Source document:
# Hindi: "Khuda Hafiz" use



## Nina88

Hi everyone!

I would like to know if khuda hafiz is currently used in Hindu community (I've been told that it is a "muslim way" of saying goodbye).

Let me explain: I'm writing a letter to my godson and I'm trying to write it in Hindi (I'm still learning  ). I know that "alvida" can be enough, but I love the meaning of "khuda afiz" (may god be your guardian). As much as I like it, I don't want to use inappropriates expressions!

Thanks a lot!


----------



## lcfatima

I have only heard Hindus using Khudahafiz when addressing a Muslim, never with another Hindu.


----------



## meray_paas

I agree with what Fatima is saying. When saying farewell to my Pakistani friends, it would sound rather odd, if not insulting, to say "namaste." As a Hindu, is would also sound weird to me, for obvious reasons, if I were to say _Allah Hafiz_. _Allah Hafiz_ is what my Pakistani friends tell me is the "more correct" Muslim way of saying _Khuda Hafiz_, because _Khuda_ is a Persian word meaning God, not necessarily referring to Allah himself (I may be a little shaky on these finer details, so someone feel free to correct). I have not heard _Khuda Hafiz_ being used among Hindus though.

To be safe I would stick with _Namaste_ or even sign it off at the bottom with _Jai ho!_ if you wanna be creative or even _Khush raho Jeete raho_ (may you live long and remain happy)


----------



## Nina88

Thank you so much for your answers! 

Can someone tell me how to write: *Khush raho Jeete raho* in Hindi. I could try myself (my alphabet is a little shaky but I'm making progress), but I've never heard this expression before and I wouldn't like to make mistakes!


----------



## Faylasoof

Nina88, 

Just to clarify a few things!




Nina88 said:


> Hi everyone!





Nina88 said:


> I would like to know if khuda hafiz is currently used in hindu community (I've been told that it is a "muslim way" of saying goodbye).


 
Not generally! But many of our Hindu family friends in Lucknow (from before the Great Divide) still use it. Traditionally, in Lucknow this was NOT an issue!! Admittedly, they belong to the older generation and are a dying breed!! 




			
				Nina88 said:
			
		

> ….I know that "alvida" can be enough, but i love the meaning of "khuda afiz" (may god be your guardian). As much as I like it, I don't want to use inappropriates expressions!...


 Given the polarized culture we are all living in, it is best to even not bother with <alvidaa’ الوداع> either. Unbeknown to the “mob” it is an Arabic word meaning <farewell>. We also use it in Urdu.

.. and meray_paas,

I very well understand your position on all this - you are merely an observer!

[Entries from a point annotation set]
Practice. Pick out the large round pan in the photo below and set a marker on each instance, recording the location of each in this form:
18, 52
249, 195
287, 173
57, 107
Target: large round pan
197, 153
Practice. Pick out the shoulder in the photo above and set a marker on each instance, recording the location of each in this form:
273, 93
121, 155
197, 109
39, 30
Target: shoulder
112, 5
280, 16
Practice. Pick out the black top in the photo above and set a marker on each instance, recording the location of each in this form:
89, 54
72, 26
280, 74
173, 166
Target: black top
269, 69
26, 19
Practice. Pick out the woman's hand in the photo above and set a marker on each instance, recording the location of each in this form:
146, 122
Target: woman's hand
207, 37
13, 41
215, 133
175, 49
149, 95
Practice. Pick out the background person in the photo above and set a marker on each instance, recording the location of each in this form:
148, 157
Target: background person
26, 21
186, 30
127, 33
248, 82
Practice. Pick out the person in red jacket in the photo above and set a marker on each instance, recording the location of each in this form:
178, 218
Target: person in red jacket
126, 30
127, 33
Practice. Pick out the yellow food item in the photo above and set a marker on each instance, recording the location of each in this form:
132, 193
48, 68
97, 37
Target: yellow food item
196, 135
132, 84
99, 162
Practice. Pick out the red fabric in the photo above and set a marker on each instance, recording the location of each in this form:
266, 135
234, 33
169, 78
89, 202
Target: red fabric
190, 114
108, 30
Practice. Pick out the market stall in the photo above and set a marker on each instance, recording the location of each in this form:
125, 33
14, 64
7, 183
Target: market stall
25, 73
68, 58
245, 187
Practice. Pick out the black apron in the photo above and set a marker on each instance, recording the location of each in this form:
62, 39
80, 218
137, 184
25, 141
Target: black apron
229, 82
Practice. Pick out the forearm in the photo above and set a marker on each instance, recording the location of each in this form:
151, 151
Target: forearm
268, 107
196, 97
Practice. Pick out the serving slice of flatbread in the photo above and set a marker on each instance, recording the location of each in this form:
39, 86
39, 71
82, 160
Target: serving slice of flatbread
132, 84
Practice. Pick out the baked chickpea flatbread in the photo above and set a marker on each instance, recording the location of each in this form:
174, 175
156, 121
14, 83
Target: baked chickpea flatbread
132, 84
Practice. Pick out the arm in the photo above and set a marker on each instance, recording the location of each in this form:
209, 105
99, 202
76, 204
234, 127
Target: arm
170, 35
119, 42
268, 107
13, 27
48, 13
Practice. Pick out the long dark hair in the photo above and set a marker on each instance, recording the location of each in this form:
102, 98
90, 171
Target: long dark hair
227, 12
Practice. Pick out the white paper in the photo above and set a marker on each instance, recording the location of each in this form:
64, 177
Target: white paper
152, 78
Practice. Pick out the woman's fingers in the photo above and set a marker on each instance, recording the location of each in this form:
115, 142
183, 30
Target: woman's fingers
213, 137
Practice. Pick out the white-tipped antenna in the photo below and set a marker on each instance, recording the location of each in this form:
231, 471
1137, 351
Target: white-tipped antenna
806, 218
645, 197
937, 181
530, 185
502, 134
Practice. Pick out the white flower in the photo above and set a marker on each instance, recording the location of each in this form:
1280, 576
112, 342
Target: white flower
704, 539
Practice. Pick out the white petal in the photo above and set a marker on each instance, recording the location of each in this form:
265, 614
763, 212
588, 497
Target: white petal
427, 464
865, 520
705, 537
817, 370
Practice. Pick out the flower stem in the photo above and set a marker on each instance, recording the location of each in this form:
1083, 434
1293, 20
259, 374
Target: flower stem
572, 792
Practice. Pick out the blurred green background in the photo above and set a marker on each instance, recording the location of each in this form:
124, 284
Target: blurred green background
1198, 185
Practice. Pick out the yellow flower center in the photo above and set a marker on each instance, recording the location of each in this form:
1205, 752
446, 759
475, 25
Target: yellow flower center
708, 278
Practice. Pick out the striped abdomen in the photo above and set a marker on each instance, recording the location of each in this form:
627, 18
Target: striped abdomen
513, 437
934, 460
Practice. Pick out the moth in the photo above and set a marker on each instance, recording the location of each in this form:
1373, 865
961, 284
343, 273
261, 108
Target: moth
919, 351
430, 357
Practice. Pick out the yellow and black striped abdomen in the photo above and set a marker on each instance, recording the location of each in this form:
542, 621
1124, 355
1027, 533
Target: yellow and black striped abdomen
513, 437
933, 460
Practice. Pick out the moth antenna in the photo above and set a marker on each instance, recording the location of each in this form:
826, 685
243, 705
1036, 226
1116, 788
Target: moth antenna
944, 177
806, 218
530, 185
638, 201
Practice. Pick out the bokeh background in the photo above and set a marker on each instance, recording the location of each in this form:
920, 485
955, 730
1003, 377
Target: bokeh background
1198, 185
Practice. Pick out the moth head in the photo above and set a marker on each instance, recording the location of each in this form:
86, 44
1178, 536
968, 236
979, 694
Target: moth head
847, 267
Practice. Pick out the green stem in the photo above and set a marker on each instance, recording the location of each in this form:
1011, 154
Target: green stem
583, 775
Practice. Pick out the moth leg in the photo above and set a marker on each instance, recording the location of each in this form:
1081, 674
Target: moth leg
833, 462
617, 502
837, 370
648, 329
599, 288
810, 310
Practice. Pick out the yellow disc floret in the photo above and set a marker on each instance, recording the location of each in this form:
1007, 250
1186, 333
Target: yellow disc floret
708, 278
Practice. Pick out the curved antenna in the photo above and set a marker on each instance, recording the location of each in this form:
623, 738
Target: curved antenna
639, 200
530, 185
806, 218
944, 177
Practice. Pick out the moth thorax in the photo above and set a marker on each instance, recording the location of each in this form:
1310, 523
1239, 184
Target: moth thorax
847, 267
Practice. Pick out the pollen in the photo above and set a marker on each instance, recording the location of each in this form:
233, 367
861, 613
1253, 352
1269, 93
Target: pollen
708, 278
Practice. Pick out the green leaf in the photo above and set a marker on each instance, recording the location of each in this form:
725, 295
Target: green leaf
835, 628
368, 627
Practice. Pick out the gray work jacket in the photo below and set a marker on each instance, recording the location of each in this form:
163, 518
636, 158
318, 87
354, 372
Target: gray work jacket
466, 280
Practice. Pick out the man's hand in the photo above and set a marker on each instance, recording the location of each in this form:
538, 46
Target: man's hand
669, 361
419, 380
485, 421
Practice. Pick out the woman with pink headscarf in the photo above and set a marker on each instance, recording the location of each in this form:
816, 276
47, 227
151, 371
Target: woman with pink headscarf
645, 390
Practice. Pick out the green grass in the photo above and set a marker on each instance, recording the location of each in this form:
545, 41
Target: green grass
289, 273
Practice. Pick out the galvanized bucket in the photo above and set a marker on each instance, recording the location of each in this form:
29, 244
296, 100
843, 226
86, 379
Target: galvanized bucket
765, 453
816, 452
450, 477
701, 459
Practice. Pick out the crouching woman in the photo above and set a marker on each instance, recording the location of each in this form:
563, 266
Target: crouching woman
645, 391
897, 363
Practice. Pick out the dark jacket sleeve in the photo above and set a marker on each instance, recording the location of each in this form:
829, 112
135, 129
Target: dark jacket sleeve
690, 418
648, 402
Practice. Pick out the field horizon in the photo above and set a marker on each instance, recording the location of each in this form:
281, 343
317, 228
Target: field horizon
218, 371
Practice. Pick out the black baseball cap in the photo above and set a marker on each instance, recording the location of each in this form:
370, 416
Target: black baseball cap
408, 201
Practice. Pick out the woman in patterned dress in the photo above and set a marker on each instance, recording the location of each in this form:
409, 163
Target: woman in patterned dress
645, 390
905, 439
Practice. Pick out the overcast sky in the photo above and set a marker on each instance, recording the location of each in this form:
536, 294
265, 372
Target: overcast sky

Prompt: Please write out the passage of the forum thread on using "Khuda Hafiz" between "Given the polarized" and "merely an observer!", inclusive, keeping every word unchanged.

Response:
Given the polarized culture we are all living in, it is best to even not bother with <alvidaa’ الوداع> either. Unbeknown to the “mob” it is an Arabic word meaning <farewell>. We also use it in Urdu.

.. and meray_paas,

I very well understand your position on all this - you are merely an observer!